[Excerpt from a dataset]
-.-.-
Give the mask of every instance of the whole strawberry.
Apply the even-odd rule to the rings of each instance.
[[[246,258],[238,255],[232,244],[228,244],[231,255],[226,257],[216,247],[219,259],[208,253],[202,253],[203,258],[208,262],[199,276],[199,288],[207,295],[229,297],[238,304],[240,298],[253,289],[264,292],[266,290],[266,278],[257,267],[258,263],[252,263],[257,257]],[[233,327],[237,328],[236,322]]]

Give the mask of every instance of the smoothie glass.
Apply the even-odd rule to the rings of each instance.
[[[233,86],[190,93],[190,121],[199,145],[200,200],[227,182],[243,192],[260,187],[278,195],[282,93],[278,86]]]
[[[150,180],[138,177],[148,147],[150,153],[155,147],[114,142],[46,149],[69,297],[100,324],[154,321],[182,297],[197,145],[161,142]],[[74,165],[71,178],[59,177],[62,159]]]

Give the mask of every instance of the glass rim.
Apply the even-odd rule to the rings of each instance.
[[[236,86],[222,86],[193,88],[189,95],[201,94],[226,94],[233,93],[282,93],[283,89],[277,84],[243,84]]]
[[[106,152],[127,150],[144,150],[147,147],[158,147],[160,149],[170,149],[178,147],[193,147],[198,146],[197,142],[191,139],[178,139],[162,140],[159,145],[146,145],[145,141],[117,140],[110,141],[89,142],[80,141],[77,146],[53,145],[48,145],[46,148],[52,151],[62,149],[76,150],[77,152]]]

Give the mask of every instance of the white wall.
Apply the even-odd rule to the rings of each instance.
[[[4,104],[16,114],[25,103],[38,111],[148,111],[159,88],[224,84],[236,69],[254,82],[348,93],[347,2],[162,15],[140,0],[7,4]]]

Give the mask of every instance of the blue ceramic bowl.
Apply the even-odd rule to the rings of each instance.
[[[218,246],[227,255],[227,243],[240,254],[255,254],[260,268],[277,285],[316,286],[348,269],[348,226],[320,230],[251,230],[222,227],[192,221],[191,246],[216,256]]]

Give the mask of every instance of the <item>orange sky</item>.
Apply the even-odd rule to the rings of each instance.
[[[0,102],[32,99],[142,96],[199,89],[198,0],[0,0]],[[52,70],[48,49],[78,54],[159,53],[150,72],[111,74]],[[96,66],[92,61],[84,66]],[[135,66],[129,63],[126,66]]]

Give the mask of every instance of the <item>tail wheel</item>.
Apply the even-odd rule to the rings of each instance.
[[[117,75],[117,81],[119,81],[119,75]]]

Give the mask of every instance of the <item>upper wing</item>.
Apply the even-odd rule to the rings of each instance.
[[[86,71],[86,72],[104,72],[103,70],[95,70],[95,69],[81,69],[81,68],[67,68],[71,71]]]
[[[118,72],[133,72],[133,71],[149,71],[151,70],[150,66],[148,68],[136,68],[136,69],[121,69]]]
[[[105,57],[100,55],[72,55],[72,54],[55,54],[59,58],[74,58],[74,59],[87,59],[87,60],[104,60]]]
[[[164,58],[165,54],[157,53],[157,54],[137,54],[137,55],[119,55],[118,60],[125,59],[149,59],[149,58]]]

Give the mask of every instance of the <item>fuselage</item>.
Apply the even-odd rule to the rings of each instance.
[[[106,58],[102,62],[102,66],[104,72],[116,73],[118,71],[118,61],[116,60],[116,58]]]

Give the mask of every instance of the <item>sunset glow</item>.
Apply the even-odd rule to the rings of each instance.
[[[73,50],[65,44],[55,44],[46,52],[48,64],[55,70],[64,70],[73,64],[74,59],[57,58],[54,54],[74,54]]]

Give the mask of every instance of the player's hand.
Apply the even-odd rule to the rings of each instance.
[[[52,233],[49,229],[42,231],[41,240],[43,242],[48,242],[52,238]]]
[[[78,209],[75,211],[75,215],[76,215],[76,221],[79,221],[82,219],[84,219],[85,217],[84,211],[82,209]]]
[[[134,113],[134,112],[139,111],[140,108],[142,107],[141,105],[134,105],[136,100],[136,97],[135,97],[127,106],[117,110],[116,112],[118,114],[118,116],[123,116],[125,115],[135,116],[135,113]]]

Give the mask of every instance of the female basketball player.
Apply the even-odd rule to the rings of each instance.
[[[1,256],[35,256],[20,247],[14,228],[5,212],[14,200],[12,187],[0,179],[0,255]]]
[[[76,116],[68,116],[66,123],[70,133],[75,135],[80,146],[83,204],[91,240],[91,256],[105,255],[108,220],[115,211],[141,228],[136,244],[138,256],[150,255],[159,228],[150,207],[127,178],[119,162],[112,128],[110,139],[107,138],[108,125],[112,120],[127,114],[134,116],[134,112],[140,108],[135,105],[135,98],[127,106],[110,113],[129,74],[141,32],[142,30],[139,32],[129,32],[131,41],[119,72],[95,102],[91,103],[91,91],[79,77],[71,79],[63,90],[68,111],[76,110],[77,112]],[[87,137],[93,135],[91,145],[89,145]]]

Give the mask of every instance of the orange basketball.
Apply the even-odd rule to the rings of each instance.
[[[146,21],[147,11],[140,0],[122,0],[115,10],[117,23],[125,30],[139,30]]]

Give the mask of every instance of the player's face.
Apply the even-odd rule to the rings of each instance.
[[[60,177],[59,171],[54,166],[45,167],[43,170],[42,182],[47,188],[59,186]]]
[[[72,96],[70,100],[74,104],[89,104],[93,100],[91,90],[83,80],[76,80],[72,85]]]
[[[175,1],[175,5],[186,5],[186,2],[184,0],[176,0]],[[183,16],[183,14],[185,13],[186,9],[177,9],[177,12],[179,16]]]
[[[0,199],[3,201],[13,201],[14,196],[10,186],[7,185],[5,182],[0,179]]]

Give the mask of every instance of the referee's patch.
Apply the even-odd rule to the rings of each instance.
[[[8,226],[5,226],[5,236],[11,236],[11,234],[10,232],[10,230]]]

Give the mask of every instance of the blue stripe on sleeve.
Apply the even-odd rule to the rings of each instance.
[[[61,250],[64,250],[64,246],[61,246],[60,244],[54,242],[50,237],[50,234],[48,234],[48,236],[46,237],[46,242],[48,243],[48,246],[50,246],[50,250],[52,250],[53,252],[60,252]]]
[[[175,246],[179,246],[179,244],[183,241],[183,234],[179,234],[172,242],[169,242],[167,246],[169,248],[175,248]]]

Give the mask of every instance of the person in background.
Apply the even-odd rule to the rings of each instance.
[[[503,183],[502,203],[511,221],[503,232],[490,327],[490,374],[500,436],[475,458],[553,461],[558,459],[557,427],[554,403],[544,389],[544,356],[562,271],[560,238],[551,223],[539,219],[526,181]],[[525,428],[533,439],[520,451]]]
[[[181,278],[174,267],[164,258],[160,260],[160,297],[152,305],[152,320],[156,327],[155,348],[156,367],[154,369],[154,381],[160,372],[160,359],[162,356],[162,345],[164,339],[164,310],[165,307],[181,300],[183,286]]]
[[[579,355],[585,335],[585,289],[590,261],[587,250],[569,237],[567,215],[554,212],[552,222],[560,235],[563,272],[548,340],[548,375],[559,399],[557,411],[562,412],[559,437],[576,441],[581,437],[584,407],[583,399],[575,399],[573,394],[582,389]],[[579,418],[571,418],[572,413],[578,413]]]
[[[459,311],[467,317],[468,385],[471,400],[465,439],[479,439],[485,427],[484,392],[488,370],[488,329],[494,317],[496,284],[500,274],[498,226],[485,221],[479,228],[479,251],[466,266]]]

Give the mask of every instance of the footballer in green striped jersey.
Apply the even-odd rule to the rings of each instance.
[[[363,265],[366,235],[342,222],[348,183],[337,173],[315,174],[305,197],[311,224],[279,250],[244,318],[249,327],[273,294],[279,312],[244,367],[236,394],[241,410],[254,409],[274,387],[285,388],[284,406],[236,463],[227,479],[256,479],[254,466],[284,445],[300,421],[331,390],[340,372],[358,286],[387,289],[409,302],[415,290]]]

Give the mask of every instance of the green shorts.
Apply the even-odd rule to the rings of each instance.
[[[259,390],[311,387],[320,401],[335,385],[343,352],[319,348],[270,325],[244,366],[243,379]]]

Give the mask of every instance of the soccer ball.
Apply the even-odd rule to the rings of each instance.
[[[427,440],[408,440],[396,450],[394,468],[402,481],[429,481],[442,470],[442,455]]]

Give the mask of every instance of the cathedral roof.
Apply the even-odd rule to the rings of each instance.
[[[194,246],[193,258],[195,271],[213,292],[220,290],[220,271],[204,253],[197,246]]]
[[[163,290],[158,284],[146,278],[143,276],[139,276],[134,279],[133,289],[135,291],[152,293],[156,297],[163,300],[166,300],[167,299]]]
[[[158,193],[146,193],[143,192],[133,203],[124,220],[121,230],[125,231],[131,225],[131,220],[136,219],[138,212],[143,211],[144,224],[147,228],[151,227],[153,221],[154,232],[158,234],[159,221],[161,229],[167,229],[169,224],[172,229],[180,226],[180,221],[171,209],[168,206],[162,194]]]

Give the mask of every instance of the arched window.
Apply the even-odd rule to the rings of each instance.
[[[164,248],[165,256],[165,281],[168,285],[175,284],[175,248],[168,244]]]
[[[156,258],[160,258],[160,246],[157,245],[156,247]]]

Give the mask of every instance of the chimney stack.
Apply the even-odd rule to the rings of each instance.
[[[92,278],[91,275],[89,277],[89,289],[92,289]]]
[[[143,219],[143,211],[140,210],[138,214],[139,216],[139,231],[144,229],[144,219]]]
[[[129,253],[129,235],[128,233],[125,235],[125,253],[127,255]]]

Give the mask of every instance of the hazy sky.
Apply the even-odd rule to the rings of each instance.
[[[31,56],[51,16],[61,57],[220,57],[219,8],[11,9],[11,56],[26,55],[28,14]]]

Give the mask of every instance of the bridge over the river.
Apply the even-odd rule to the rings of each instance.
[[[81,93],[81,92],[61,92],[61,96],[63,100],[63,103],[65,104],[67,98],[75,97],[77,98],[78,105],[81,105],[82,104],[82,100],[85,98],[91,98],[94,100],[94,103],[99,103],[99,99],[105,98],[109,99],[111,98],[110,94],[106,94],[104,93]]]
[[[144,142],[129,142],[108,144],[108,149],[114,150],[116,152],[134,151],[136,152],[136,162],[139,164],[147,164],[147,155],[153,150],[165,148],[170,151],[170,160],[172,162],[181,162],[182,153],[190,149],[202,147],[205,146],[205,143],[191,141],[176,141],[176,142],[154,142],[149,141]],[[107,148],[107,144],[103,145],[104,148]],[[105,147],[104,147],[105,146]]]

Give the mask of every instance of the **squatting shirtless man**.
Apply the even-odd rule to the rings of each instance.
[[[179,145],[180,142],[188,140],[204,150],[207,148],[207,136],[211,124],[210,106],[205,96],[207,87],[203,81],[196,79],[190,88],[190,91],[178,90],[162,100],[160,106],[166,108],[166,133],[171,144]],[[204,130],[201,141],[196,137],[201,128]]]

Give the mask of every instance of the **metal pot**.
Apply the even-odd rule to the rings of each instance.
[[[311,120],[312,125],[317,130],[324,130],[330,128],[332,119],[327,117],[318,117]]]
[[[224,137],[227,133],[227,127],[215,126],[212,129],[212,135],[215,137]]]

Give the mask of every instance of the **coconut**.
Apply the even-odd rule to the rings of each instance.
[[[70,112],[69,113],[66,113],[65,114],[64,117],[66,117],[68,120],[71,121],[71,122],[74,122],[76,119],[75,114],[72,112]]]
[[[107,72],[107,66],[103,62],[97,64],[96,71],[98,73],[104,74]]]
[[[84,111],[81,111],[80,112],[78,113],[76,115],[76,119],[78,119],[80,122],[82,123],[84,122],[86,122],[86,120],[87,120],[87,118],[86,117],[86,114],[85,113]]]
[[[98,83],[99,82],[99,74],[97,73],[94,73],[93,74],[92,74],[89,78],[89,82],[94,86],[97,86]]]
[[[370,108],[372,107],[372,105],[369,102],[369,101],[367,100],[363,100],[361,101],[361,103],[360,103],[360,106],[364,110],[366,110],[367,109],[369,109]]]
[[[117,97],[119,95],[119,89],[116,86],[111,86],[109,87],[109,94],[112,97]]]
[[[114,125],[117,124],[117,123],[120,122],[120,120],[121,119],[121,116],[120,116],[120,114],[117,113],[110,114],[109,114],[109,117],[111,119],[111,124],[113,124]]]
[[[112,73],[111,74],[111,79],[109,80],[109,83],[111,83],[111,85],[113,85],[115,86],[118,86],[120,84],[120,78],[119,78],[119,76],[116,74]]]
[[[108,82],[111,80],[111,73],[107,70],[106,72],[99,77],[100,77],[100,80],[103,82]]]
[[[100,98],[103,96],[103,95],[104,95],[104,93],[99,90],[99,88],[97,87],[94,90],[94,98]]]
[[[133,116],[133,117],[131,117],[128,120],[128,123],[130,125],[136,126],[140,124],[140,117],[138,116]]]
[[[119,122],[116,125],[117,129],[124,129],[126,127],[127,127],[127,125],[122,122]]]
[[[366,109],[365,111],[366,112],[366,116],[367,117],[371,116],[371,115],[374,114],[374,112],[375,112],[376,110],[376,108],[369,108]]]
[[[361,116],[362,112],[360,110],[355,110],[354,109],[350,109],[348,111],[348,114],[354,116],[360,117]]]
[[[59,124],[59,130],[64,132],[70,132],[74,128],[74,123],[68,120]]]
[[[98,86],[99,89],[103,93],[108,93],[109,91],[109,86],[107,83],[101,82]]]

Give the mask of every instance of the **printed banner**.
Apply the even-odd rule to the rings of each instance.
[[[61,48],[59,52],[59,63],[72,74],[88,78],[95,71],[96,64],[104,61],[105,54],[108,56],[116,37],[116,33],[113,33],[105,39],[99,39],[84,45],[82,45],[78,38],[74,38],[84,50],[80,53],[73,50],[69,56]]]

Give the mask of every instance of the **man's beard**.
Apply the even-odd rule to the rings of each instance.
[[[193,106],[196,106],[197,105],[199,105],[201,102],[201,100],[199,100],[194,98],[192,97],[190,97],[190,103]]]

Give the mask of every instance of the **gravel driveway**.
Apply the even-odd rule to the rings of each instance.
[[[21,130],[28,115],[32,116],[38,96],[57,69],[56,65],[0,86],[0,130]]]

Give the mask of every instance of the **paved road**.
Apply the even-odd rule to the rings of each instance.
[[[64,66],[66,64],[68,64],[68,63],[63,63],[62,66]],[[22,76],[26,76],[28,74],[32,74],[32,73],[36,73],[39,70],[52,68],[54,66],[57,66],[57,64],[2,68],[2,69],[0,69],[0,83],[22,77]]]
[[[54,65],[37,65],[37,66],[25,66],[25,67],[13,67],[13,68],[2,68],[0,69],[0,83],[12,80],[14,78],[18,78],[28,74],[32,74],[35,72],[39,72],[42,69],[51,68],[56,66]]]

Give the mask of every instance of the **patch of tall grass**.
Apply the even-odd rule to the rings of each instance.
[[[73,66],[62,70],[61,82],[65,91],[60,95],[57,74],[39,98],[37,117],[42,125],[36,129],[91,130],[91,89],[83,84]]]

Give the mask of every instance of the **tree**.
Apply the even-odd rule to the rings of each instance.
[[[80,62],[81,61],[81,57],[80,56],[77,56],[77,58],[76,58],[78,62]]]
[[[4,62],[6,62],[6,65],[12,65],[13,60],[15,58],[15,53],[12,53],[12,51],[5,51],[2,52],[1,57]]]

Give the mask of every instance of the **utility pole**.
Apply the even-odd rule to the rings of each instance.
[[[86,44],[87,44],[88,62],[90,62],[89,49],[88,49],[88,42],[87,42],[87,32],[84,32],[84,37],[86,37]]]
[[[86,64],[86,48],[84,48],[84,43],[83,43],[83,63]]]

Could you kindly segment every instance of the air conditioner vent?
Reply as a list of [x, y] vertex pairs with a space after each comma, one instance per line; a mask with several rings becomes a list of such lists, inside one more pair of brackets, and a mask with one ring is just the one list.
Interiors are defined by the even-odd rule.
-.-.-
GIVEN INSTRUCTION >> Everything from the line containing "Give the mask of every instance of the **printed" through the final line of the listing, inclusive, must be reproduced exactly; leave out the rest.

THE SOLUTION >>
Give the mask of every instance of the **printed banner**.
Apply the even-odd rule to the rings of each instance.
[[[61,48],[59,52],[59,63],[72,74],[88,78],[95,71],[96,64],[104,61],[105,54],[108,56],[116,37],[116,33],[113,33],[105,39],[99,39],[84,45],[82,45],[78,38],[74,38],[84,50],[80,53],[73,50],[69,56]]]

Give the mask of every instance of the **man's beard**.
Apply the even-odd rule to the rings of each instance.
[[[193,106],[196,106],[197,105],[199,105],[201,102],[201,100],[199,100],[194,98],[192,97],[190,97],[190,103]]]

Give the mask of every instance of the **gravel driveway**.
Apply the even-odd rule to the rings of each instance.
[[[21,130],[28,115],[32,116],[38,96],[57,69],[56,65],[0,86],[0,130]]]

Give the mask of every instance of the **paved road**.
Apply the even-odd rule to the rings of each instance.
[[[64,66],[66,64],[68,64],[68,63],[63,63],[62,66]],[[22,76],[26,76],[28,74],[32,74],[32,73],[36,73],[39,70],[52,68],[54,66],[57,66],[57,64],[2,68],[2,69],[0,69],[0,83],[22,77]]]
[[[54,65],[37,65],[37,66],[25,66],[25,67],[13,67],[13,68],[2,68],[0,69],[0,83],[12,80],[14,78],[18,78],[28,74],[32,74],[35,72],[39,72],[42,69],[51,68],[56,66]]]

Give the mask of every instance of the **patch of tall grass**.
Apply the even-odd rule to the rings of each instance.
[[[73,66],[62,70],[61,82],[65,91],[60,95],[57,74],[39,98],[37,117],[42,125],[36,129],[91,130],[91,89],[83,84]]]

Give the mask of every instance of the **tree**.
Apply the even-odd rule to the rings of each instance.
[[[80,62],[81,61],[81,57],[80,56],[77,56],[77,58],[76,58],[78,62]]]
[[[4,62],[6,62],[6,65],[12,65],[13,60],[15,58],[15,53],[12,53],[12,51],[5,51],[2,52],[1,57]]]

Give the mask of every instance of the **utility pole**.
Apply the even-odd rule to the rings of each instance.
[[[86,44],[87,44],[88,62],[90,62],[89,49],[88,49],[88,42],[87,42],[87,32],[84,32],[84,37],[86,37]]]
[[[86,64],[86,48],[84,48],[84,43],[83,43],[83,63]]]

Could you kindly segment every instance of the air conditioner vent?
Reply as a list of [x, y] vertex pairs with a space after each comma, one instance per line; a mask with several rings becomes a list of such lists, inside one more pair of brackets, and a mask with one ring is just the one list.
Interiors are defined by the even-odd rule.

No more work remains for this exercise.